● **EXTRACT TO READ**:
▬▬▬▬▬▬

Function to add a column based on the input from a specific column-CodePudding

I have the following dataframe:

import pandas as pd
import numpy as np
from pandas_datareader import data as pdr
from datetime import date, timedelta
yf.pdr_override()

end = date.today()
start = end - timedelta(days=7300)

# download dataframe
data = pdr.get_data_yahoo('^GSPC', start=start, end= end)

Now, that I have the dataframe, I want to create a function to add the logarithmic return based on a column to the dataframe called 'data', with the following code:

data['log_return'] = np.log(data['Adj Close'] / data['Adj Close'].shift(1))

How I think the function should look like is like this:

def add_log_return(df):
    
    # add returns in a logarithmic fashion
    added = df.copy()
    added["log_return"] = np.log(df[column] / df[column].shift(1))
    added["log_return"] = added["log_return"].apply(lambda x: x*100)
    return added

How can I select a specific column as an input of the function add_log_return(df['Adj Close']), so the function adds the logarithmic return to my 'data' dataframe?

data = add_log_return(df['Adj Close'])

CodePudding user response：

Just add an argument column to your function!

def add_log_return(df, column): 
    # add returns in a logarithmic fashion
    added = df.copy()
    added["log_return"] = np.log(df[column] / df[column].shift(1)) * 100
    return added

new_df = add_log_return(old_df, 'Adj_Close')

^{Note I removed the line in your function to apply a lambda that just multiplied by 100. It's much faster to do this in a vectorized manner, by including it in the np.log(...) line}

However, if I were you, I'd just return the Series object instead of copying the dataframe and modifying and returning the copy.

def log_return(col: pd.Series) -> np.ndarray: 
    return np.log(col / col.shift(1)) * 100

Now, the caller can do what they want with it:

df['log_ret'] = log_return(df['Adj_Close'])

▬▬▬▬▬▬

● **INFORMATION SUPPLIED**:
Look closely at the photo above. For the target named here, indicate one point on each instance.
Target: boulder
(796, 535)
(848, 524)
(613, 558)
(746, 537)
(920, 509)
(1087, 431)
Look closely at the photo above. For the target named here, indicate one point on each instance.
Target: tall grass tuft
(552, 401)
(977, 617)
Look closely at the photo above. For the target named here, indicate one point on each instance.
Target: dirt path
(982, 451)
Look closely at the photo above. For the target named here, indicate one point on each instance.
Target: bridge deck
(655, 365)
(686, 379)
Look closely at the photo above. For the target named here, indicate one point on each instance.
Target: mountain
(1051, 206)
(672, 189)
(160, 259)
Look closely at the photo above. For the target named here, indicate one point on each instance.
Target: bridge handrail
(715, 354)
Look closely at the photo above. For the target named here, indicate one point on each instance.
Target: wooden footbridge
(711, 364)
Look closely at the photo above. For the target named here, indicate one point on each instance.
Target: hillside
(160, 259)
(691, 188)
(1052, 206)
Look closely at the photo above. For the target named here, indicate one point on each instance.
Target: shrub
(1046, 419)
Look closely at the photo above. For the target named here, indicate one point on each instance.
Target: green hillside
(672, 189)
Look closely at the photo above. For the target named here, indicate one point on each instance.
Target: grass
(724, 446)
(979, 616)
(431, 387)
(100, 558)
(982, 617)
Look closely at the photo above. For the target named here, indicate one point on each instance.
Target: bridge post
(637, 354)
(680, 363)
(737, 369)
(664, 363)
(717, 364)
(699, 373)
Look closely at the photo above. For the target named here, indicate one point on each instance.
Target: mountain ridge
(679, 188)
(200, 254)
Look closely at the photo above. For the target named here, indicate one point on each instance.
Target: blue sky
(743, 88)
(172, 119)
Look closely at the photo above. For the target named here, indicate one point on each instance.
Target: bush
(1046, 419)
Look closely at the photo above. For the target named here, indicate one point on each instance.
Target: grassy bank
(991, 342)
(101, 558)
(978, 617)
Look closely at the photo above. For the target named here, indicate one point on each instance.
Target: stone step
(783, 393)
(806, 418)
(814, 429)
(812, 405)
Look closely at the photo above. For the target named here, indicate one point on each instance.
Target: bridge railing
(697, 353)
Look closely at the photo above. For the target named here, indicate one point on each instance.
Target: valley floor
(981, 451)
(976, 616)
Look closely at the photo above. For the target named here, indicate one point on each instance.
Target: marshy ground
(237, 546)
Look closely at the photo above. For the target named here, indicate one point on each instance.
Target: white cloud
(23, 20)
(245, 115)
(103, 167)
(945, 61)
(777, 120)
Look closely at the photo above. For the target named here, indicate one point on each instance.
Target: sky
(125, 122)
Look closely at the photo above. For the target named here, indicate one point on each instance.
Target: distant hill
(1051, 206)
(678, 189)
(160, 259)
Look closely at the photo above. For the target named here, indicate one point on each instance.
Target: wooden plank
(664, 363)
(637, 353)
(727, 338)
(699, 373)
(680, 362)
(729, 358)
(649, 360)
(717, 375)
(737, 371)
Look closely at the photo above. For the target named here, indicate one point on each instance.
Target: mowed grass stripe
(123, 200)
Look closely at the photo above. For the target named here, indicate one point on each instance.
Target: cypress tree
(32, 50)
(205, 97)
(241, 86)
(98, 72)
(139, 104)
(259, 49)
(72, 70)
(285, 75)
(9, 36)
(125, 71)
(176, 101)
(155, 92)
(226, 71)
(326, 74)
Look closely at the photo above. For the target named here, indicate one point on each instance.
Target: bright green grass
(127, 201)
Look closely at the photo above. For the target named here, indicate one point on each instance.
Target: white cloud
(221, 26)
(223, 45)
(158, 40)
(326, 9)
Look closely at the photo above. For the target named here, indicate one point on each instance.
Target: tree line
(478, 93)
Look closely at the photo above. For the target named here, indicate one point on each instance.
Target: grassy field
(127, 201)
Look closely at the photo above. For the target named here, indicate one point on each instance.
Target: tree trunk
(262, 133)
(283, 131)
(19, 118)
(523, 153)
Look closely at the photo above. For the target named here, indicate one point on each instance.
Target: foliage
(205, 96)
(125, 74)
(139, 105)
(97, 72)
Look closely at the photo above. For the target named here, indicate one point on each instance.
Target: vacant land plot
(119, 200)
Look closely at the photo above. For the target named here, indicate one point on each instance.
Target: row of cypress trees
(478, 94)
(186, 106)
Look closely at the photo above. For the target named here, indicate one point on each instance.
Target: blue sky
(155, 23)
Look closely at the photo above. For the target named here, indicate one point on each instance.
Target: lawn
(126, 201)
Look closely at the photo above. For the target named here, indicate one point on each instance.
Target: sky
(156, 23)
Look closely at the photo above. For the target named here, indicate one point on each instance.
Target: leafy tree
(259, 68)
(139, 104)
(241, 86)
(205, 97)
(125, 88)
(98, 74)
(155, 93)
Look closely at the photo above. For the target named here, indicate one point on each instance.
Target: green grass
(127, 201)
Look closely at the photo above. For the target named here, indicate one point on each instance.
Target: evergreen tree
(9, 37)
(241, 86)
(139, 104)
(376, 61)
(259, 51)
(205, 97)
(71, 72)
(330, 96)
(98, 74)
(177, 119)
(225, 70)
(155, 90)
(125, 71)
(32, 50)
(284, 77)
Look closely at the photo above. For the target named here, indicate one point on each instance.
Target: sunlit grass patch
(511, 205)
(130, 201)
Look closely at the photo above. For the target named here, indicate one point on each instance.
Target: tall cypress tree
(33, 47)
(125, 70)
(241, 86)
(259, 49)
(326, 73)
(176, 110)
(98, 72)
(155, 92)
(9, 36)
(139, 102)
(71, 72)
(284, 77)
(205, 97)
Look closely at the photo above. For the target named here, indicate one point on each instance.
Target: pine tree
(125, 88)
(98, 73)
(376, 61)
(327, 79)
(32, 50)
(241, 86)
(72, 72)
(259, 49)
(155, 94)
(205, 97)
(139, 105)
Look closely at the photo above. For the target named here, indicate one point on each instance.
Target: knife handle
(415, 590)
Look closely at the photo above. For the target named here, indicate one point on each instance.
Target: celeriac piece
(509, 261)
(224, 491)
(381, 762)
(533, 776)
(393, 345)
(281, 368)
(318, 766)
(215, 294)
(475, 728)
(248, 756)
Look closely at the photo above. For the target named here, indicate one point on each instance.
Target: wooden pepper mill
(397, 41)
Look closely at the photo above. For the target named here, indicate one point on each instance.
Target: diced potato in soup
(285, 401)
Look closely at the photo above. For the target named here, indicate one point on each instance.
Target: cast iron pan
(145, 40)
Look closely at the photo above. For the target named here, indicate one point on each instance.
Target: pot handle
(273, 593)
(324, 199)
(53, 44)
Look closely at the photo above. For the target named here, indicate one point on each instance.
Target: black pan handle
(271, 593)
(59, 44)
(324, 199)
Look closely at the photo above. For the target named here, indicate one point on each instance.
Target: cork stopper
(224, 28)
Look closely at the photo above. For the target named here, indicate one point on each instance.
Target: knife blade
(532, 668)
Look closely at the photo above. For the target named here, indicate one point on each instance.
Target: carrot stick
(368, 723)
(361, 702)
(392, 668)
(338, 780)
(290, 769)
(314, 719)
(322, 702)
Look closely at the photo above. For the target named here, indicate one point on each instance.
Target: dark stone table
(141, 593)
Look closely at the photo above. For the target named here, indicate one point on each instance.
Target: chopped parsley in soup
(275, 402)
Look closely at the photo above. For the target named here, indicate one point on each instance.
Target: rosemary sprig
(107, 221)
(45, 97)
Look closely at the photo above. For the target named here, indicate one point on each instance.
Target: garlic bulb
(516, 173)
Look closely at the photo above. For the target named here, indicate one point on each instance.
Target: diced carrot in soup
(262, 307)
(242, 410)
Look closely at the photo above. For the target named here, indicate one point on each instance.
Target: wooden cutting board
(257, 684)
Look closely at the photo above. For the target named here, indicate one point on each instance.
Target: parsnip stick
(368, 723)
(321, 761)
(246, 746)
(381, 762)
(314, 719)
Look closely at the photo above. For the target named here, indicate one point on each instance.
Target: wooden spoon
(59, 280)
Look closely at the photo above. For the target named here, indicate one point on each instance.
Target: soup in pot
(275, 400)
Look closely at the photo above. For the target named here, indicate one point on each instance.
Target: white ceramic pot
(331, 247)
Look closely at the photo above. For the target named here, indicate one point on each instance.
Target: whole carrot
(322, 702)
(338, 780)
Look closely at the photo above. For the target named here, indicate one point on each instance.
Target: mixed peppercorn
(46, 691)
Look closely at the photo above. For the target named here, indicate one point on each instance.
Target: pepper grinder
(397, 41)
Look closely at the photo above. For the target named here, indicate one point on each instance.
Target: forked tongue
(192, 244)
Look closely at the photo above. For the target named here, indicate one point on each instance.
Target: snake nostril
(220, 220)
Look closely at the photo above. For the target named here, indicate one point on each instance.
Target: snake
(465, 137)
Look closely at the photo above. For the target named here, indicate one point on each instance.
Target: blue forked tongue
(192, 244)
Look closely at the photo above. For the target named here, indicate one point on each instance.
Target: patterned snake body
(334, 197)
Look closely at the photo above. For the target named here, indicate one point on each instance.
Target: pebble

▬▬▬▬▬▬

● **WHAT YOU WILL DO**:
a) In the forum thread on adding a log-return column, why does the reply drop the line that applies a lambda to multiply by 100?
b) Report every line of the records that contains the word "knife", treating case as significant.

● **COMPLETE ANSWERS**:
a) The lambda line only multiplied the values by 100, and the reply says it is much faster to do that in a vectorized manner. So the multiplication by 100 is folded into the np.log(...) line instead.

b)
Target: knife handle
Target: knife blade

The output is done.